• DATASET EXTRACT:
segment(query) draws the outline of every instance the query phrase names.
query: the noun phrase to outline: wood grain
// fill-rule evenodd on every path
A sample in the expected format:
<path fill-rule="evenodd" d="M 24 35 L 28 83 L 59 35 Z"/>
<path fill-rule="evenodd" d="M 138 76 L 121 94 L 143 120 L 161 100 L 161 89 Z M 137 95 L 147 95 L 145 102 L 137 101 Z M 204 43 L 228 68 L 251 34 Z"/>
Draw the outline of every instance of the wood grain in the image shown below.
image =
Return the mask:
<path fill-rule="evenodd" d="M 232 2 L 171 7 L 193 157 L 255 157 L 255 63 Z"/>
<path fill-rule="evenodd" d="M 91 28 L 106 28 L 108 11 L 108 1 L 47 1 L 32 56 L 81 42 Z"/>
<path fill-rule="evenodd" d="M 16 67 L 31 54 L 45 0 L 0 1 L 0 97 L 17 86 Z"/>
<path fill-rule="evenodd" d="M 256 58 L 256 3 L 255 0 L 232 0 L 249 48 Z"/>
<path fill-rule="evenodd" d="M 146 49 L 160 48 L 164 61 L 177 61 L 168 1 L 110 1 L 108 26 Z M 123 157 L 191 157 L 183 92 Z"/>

• INSTRUCTIONS FOR THE TASK:
Express the records above, from the start through the line containing "256 58 L 256", as a two-column CSV with the headers instruction and response. Give one row per record, put each field in double quotes, and replace its line breaks with spaces.

• RESPONSE BELOW:
instruction,response
"segment(query) draws the outline of every instance the query phrase names. query: the noun phrase to outline: wood grain // fill-rule evenodd on every path A sample in the expected format: <path fill-rule=""evenodd"" d=""M 24 35 L 28 83 L 59 35 Z""/> <path fill-rule=""evenodd"" d=""M 138 76 L 121 94 L 143 120 L 161 100 L 161 89 Z M 137 95 L 147 95 L 145 102 L 137 101 Z M 204 43 L 228 68 L 251 34 Z""/> Draw the outline of every instance of the wood grain in the image shown below. image = Return the mask:","<path fill-rule=""evenodd"" d=""M 232 2 L 171 7 L 193 157 L 255 157 L 255 63 Z""/> <path fill-rule=""evenodd"" d=""M 91 28 L 106 28 L 108 11 L 108 1 L 47 1 L 32 56 L 81 42 Z""/> <path fill-rule=""evenodd"" d=""M 16 67 L 31 54 L 45 0 L 0 1 L 0 97 L 17 86 Z""/> <path fill-rule=""evenodd"" d=""M 256 58 L 256 3 L 255 0 L 232 0 L 249 48 Z""/>"